Using the information
A. Print the part of the MSAA forum thread starting with "Since all objects" and going on through "less varing/textureing ????)".
B. From the rows, output the lines starting with the line with "241L85 230L1 238L0" and going on through the line with "positive clicks: (62, 252)", unchanged.

Page excerpt
Hi, I'm a mobile game developer and I try to use MSAA 4x in my game recently. As far as I know, MSAA is almost "free" on Mali GPU. I use UE 4.27 and build a demo to profile the performance.
Demo is using forward render pipeline (Vulkan) and material of scene object is using unlit shading model which is just using its world space normal value as its pixel color.
The profile result shows that GPU Active increase about 20%! The Fragment queue active also increase 20%.
I understand that using MSAA 4x will make more primitives going to the rasterizer and create more quads because there are 4 times sample points within a pixel.What make me confused is the increament of Fragment Warp/Execution Core Active is not the same to GPU Active/Fragment queue active. Increasement of Fragment Warp is about 3% and Execution Core Active is about 30%.
Since all objects in my demo scene are using the same simple material, I expect that when the workload(e.g. fragment warps) increased by A%, the gpu active should also increased around by A% or even less thant that. But it seems not true according to the profiling result.
There's something even stranger that after using MSAA 4x, the usage of varying unit and texture unit are decreasing!? (More warps but less varing/textureing ????)
So, my questions are:1. Is MSAA not "free" actually? The increase of GPU Active (20% ~ 30%) is expected?2. Why the growth rates of Fragment Warp/Execution Core Active/GPU Active are different?3. What's going on with each unit when using MSAA 4x?
Thanks!
yonghao lu said:Is MSAA not "free" actually? The increase of GPU Active (20% ~ 30%) is expected?
Cost is very content dependent - some content is close to free, and some content isn't.

Working data
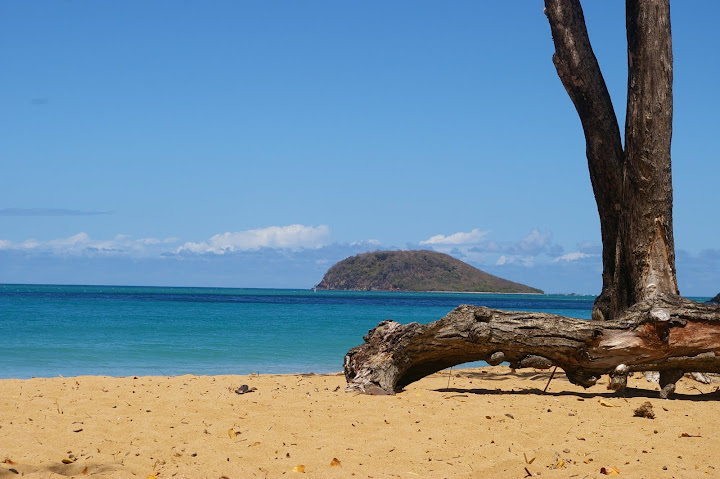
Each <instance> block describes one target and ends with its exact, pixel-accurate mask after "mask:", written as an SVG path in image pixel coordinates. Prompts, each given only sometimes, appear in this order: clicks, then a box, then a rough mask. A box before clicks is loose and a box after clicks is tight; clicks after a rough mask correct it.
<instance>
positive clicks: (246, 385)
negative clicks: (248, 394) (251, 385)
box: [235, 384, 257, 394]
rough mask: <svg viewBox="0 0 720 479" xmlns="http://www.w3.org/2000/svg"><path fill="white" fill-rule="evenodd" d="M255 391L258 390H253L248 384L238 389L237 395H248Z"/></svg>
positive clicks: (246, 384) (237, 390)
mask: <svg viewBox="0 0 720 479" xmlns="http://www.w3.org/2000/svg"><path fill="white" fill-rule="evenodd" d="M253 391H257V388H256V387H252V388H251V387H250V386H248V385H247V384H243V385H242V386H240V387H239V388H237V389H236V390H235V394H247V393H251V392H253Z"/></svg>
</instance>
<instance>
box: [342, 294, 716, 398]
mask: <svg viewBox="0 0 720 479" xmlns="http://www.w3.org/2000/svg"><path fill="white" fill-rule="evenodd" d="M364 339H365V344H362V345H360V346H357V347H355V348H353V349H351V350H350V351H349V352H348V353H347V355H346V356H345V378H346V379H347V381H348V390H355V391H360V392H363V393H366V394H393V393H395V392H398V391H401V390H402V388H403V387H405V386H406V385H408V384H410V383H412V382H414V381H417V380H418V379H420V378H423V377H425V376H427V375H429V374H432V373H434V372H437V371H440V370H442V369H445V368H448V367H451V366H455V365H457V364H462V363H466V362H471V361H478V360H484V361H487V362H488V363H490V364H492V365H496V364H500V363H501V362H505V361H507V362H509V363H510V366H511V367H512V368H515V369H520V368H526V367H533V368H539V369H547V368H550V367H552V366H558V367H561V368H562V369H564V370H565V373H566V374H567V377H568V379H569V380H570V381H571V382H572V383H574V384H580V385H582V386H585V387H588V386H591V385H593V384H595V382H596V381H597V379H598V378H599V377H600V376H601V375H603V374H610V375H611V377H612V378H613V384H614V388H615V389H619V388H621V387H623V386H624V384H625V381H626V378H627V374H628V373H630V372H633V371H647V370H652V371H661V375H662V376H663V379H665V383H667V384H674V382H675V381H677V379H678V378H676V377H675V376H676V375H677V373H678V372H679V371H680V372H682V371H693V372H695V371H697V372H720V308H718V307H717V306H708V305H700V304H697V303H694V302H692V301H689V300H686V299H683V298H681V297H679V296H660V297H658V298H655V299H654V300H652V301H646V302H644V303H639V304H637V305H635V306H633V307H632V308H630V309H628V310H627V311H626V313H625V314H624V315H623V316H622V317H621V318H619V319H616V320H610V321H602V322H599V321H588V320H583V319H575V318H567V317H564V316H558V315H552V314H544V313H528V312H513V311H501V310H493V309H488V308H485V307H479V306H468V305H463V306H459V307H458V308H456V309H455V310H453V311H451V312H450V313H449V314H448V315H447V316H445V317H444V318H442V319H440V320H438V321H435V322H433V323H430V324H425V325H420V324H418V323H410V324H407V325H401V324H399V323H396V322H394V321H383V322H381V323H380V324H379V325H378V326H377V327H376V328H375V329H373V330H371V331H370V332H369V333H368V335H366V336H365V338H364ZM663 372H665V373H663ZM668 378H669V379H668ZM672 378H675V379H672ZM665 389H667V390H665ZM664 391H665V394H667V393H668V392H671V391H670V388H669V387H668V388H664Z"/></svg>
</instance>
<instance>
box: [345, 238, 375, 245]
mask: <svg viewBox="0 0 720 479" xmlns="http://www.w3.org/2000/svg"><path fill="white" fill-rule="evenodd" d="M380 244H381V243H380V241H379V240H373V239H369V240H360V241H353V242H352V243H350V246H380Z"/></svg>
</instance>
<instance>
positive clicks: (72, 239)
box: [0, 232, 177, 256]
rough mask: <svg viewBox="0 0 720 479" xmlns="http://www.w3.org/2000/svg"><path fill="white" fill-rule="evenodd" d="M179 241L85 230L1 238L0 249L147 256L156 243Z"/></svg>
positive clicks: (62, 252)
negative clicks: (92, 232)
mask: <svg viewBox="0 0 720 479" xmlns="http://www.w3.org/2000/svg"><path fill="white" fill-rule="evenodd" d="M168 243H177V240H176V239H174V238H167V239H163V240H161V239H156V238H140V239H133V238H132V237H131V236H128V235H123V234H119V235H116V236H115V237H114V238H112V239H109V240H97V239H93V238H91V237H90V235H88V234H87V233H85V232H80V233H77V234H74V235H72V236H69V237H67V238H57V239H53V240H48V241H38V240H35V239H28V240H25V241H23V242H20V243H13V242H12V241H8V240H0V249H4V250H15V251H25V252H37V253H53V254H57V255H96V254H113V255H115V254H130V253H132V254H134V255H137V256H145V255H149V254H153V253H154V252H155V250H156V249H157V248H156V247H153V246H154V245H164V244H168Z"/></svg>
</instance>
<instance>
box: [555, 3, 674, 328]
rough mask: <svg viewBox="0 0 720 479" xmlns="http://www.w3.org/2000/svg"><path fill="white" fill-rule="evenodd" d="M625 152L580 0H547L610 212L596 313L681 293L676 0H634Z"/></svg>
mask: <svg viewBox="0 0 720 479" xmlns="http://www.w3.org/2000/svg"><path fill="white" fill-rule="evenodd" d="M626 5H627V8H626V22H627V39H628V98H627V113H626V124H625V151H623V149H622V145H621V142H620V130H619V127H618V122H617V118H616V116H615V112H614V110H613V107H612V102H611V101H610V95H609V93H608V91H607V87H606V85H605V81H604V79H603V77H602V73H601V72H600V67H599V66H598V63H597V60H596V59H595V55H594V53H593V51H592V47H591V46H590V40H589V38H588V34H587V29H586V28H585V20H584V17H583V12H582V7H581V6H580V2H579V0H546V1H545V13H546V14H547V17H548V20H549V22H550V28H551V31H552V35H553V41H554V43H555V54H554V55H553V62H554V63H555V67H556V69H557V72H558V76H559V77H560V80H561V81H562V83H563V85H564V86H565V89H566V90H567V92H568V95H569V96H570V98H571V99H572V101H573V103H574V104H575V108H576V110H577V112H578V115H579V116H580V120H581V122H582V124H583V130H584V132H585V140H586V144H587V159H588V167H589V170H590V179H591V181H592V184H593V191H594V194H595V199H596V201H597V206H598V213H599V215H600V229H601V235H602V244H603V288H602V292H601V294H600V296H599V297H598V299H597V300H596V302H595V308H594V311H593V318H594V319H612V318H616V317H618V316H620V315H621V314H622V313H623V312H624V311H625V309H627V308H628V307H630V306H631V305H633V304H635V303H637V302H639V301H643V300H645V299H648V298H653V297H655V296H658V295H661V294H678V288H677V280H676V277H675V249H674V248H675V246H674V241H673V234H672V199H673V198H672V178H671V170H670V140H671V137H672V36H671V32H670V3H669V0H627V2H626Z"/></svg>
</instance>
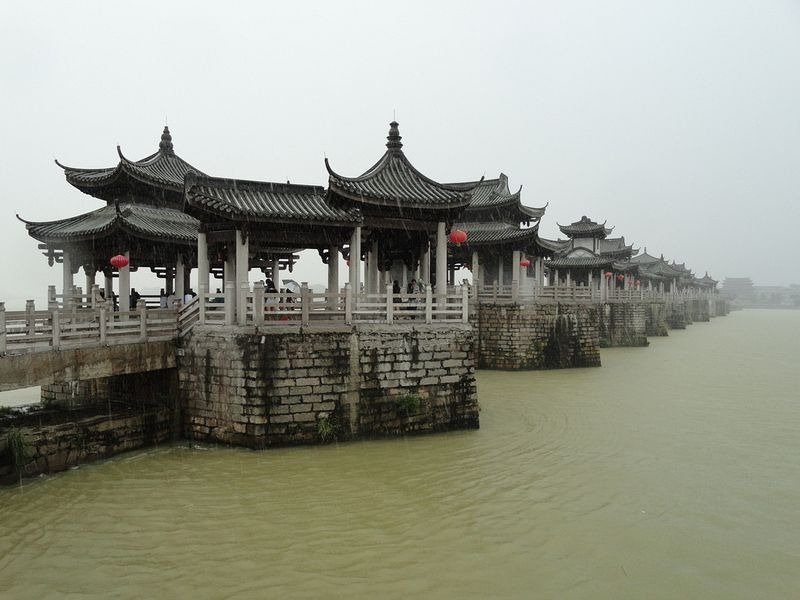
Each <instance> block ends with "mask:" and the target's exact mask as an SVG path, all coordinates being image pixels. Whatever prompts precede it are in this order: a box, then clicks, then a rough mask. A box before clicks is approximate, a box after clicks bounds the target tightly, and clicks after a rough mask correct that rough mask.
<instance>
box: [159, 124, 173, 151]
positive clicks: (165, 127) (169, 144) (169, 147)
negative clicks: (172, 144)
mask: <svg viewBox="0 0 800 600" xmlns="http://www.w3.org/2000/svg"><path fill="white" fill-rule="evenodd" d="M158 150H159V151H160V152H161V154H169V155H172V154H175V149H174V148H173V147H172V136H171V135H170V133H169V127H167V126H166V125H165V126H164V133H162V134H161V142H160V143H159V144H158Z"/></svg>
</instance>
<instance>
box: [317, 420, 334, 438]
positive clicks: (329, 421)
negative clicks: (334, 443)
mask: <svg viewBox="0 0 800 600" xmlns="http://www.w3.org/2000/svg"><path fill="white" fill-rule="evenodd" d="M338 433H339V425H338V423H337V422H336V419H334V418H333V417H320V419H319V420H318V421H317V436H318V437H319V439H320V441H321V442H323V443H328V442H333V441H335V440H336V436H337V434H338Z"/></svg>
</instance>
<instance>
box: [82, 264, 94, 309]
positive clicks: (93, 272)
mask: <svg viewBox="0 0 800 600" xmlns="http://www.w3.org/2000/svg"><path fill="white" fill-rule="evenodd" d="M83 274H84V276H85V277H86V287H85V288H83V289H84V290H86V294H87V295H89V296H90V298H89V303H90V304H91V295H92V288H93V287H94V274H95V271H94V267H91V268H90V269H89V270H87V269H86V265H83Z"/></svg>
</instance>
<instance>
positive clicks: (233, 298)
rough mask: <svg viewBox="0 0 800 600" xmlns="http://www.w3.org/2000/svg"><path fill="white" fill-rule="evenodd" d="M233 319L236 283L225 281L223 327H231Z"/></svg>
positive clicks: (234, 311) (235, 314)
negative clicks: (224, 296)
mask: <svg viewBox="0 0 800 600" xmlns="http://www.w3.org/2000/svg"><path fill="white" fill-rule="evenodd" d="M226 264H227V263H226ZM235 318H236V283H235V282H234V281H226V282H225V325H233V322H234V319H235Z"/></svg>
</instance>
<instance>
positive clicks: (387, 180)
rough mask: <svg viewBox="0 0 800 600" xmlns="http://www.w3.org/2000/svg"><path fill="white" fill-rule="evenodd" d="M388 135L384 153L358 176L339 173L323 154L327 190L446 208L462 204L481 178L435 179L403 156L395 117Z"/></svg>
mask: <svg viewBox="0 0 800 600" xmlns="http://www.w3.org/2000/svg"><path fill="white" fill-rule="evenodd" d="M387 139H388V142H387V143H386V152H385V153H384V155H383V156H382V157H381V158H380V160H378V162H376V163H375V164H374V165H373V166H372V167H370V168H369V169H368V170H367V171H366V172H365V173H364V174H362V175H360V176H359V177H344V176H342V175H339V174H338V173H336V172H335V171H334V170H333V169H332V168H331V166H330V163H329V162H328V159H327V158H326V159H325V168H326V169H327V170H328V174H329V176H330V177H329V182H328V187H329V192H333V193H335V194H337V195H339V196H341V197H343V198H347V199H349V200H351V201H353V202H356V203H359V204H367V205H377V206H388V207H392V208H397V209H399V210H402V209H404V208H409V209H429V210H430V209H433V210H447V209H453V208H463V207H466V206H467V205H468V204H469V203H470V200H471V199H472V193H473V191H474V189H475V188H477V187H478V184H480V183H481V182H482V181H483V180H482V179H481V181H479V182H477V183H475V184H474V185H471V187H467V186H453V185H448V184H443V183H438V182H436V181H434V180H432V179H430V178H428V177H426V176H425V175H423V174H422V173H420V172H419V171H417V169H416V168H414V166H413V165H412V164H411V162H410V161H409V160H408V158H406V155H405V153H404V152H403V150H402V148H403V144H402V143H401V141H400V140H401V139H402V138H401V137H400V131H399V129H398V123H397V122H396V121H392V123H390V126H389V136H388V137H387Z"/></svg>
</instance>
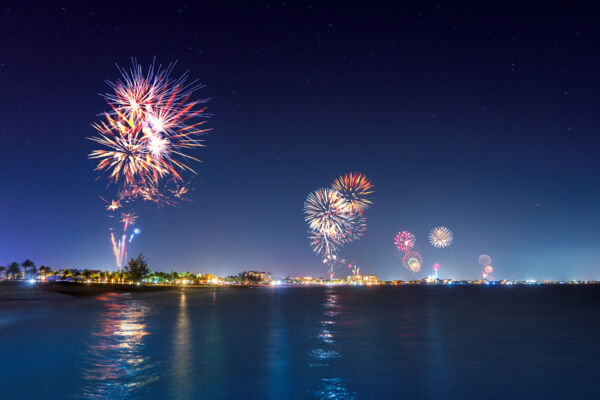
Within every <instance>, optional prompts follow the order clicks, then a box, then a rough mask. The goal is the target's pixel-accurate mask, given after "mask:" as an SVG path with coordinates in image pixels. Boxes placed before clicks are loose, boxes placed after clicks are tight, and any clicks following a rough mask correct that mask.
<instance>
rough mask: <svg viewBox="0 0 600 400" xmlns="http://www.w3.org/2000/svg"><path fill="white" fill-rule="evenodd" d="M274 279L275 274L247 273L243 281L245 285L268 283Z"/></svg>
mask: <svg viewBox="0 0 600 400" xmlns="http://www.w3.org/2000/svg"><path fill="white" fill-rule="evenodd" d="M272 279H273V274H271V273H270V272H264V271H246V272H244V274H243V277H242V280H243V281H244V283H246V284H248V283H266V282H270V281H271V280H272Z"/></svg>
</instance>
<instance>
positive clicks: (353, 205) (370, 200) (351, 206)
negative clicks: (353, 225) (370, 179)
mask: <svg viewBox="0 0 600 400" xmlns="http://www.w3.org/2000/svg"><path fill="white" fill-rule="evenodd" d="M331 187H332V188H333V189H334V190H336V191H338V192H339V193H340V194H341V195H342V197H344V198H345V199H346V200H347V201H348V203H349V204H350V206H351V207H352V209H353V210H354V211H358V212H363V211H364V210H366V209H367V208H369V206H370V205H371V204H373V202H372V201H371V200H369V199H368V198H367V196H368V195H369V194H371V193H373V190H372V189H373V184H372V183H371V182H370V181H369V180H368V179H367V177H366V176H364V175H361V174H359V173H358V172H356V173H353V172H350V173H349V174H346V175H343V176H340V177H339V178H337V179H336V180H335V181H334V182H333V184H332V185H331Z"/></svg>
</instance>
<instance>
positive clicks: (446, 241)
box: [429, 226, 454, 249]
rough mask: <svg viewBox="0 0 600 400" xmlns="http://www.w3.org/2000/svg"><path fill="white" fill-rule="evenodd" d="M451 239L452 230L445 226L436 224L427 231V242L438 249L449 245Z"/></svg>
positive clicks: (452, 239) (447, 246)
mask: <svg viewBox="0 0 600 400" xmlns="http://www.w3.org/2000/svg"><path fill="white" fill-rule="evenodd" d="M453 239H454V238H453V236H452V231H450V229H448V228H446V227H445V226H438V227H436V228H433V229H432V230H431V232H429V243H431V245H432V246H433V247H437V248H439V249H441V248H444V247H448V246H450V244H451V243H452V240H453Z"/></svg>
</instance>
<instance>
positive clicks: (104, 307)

Responses for each task
A.
Since all objects in my demo scene are using the same simple material, I expect that when the workload(e.g. fragment warps) increased by A%, the gpu active should also increased around by A% or even less thant that. But it seems not true according to the profiling result.
There's something even stranger that after using MSAA 4x, the usage of varying unit and texture unit are decreasing!? (More warps but less varing/textureing ????)

B.
rough mask: <svg viewBox="0 0 720 479" xmlns="http://www.w3.org/2000/svg"><path fill="white" fill-rule="evenodd" d="M179 241L85 230L1 238L0 249L147 256L156 243Z"/></svg>
positive clicks: (62, 252)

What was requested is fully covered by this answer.